[Problem details] Select and copy every line in the entries below that contains the string "woven". Case counts.

[Rows]
########
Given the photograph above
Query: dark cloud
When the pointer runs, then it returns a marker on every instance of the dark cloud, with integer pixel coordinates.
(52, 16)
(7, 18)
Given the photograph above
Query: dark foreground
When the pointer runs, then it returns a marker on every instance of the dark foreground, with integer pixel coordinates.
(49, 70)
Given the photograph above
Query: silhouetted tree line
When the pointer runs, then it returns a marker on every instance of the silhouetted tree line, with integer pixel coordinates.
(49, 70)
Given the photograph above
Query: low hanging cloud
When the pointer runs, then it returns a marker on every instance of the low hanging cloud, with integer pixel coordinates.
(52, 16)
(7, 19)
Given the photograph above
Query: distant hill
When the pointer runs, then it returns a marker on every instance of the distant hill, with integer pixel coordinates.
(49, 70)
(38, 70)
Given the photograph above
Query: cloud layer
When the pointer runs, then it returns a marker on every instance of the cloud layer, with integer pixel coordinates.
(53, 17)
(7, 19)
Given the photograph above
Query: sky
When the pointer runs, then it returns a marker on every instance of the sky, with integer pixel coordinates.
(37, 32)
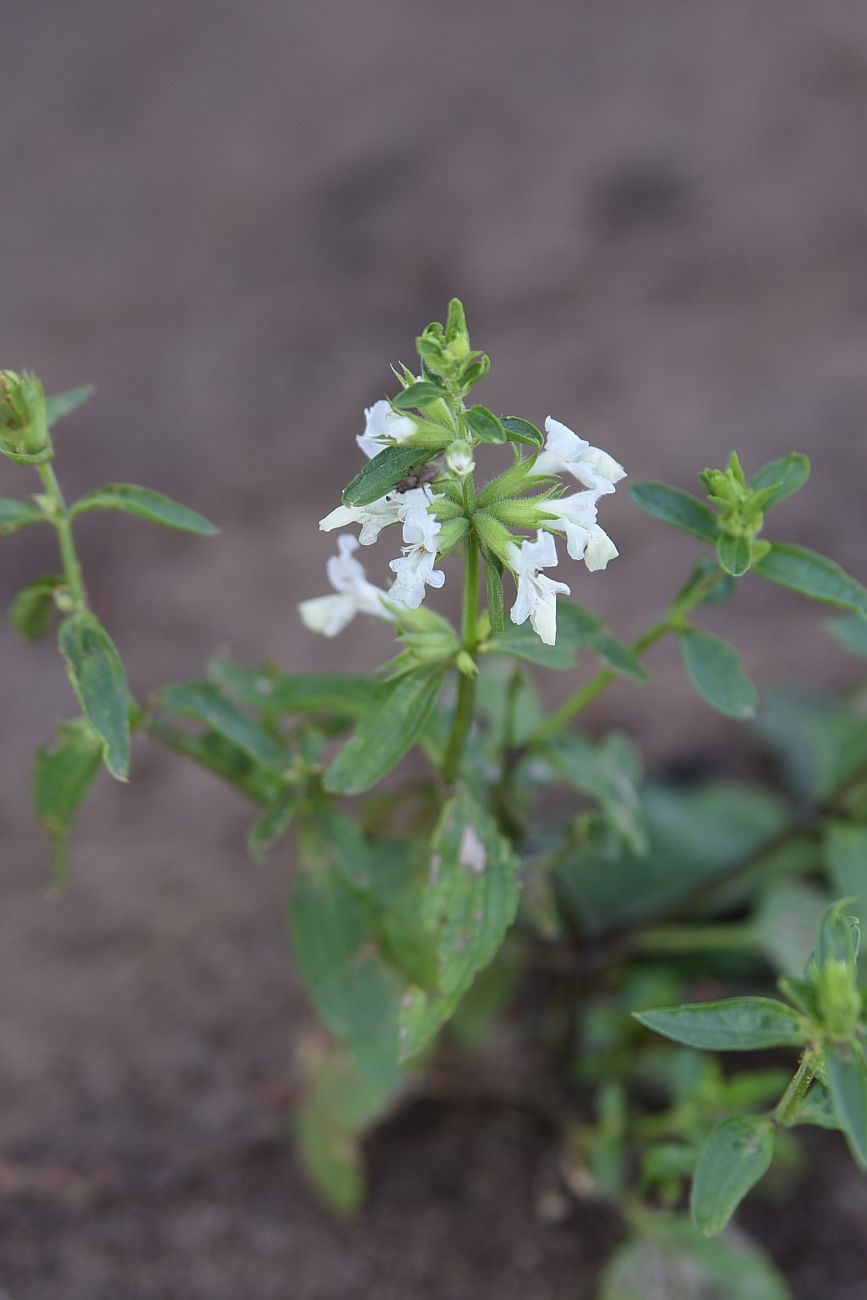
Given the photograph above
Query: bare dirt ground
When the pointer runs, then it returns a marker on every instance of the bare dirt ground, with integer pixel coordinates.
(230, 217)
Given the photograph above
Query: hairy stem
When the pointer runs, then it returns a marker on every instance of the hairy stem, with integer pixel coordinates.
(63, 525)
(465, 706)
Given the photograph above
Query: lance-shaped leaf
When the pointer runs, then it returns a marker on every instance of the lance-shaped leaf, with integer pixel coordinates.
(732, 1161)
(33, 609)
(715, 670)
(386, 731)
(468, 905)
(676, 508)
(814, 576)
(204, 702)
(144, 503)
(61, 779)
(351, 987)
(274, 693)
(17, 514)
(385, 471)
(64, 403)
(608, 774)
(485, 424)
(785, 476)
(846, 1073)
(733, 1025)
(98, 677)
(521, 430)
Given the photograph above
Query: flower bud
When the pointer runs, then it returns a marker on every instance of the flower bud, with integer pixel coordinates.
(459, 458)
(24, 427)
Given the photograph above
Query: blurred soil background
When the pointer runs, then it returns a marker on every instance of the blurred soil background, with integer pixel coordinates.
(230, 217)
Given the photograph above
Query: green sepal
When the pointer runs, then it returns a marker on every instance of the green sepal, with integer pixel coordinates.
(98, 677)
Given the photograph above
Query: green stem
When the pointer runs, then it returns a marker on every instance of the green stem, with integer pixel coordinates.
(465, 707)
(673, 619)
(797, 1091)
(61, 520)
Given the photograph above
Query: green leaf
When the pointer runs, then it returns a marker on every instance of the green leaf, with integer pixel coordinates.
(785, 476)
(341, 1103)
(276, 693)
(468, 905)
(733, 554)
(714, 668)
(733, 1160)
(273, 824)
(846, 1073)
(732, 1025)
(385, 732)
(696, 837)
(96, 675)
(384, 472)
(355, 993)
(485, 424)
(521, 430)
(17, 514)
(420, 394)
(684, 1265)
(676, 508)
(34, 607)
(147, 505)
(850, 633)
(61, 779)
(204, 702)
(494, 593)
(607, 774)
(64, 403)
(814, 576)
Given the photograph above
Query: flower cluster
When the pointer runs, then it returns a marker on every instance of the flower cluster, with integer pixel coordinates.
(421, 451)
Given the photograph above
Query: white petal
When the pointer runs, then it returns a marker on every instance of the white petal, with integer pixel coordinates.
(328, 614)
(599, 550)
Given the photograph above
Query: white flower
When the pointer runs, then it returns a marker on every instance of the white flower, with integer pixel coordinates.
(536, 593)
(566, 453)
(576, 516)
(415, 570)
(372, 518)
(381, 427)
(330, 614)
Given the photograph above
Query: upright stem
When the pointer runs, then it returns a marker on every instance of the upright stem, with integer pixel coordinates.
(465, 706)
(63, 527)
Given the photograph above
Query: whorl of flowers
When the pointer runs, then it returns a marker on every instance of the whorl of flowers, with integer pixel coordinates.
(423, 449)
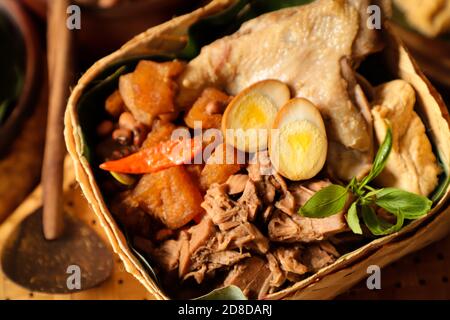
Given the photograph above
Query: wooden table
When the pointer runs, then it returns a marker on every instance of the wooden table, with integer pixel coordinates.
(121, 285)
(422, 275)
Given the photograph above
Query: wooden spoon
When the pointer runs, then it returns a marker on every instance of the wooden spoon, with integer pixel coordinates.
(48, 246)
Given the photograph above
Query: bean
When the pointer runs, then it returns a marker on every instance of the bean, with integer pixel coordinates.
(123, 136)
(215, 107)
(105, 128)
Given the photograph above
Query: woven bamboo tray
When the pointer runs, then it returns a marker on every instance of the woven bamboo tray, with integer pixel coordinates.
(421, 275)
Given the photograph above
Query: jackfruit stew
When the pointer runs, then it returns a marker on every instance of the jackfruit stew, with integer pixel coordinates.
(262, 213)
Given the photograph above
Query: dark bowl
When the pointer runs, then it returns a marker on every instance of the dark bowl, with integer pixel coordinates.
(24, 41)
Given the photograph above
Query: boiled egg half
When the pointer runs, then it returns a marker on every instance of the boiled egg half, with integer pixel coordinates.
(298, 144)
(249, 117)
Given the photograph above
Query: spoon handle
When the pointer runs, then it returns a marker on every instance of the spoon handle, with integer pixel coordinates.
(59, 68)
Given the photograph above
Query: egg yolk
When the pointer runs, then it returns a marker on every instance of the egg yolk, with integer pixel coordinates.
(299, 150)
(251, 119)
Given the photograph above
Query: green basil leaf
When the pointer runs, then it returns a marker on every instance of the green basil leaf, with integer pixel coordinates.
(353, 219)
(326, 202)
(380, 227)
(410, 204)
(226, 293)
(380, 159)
########
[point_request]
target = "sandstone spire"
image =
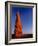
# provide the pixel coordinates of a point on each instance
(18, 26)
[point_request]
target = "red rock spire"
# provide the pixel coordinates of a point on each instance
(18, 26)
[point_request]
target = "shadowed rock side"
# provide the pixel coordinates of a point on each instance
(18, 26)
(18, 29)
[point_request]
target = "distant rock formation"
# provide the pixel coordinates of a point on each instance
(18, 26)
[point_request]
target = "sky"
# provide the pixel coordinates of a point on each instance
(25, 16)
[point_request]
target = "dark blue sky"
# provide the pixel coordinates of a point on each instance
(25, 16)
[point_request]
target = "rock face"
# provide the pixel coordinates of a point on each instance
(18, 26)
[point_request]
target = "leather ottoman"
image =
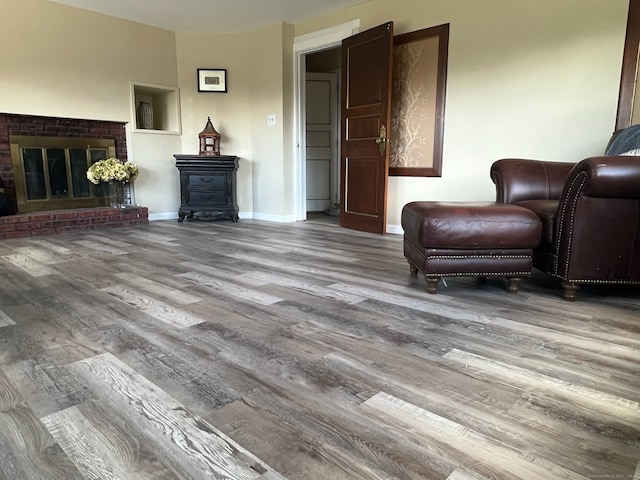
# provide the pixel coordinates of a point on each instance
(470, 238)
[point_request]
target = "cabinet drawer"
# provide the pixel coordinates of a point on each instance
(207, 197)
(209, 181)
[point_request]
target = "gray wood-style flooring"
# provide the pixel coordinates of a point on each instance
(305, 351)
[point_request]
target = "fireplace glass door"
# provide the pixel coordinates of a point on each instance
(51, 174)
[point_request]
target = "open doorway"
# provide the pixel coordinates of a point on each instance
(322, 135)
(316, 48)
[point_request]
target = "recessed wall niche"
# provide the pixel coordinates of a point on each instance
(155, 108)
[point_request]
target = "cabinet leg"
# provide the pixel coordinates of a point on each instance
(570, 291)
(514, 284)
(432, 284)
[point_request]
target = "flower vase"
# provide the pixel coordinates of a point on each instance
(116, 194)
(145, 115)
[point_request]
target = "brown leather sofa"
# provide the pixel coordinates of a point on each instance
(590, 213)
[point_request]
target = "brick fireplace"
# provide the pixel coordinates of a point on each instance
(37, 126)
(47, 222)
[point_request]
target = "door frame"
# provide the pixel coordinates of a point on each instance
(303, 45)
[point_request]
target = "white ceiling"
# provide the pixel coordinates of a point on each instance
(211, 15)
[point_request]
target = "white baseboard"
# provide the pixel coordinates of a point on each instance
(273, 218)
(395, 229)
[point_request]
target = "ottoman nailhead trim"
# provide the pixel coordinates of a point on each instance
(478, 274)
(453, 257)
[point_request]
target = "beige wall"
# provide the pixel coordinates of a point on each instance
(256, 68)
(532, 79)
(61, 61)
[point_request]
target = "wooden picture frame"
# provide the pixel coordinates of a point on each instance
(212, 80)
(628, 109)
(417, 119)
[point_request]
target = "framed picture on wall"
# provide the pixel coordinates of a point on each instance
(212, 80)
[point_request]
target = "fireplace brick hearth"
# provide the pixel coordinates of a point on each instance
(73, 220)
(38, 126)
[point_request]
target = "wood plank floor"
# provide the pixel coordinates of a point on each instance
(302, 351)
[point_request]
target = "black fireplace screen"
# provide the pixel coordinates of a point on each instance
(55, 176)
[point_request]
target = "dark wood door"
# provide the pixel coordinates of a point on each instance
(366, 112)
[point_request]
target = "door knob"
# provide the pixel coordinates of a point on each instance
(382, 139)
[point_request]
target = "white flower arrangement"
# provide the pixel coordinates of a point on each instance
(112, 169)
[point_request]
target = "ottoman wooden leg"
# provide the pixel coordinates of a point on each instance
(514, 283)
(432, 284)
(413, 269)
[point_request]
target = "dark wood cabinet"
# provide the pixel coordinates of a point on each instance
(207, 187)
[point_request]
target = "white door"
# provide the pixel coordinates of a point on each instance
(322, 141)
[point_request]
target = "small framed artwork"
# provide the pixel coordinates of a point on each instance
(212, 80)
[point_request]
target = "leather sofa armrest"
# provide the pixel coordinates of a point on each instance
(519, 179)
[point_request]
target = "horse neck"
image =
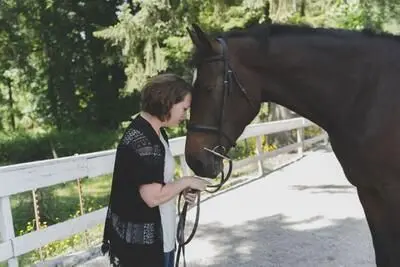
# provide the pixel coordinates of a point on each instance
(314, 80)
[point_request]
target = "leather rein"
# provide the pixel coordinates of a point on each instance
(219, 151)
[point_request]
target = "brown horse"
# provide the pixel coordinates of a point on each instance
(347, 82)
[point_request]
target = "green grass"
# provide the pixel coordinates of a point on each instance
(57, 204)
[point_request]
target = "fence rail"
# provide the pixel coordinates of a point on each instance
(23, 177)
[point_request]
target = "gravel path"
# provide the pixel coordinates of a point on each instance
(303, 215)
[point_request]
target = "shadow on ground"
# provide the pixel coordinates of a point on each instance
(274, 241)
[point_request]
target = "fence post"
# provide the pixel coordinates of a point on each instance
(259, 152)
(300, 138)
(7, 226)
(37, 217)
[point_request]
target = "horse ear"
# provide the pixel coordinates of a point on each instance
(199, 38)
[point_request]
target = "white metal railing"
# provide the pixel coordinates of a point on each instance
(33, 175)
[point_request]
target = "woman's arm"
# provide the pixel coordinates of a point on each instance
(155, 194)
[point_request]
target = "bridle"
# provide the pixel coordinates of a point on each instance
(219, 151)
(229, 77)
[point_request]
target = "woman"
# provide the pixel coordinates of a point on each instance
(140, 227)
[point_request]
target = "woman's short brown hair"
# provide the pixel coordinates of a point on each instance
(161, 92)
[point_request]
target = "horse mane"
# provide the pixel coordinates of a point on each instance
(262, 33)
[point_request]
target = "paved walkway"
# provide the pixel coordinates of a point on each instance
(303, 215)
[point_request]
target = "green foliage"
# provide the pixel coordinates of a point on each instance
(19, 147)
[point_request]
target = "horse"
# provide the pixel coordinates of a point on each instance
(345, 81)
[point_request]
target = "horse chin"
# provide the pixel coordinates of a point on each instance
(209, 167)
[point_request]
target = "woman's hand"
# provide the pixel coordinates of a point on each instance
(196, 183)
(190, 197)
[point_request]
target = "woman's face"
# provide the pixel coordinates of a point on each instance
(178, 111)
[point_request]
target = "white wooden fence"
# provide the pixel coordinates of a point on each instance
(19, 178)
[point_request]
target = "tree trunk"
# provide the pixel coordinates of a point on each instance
########
[Exercise answer]
Query: woven bamboo tray
When the pointer runs, then it returns a marker on every instance of the woven bamboo tray, with integer pixel coordinates.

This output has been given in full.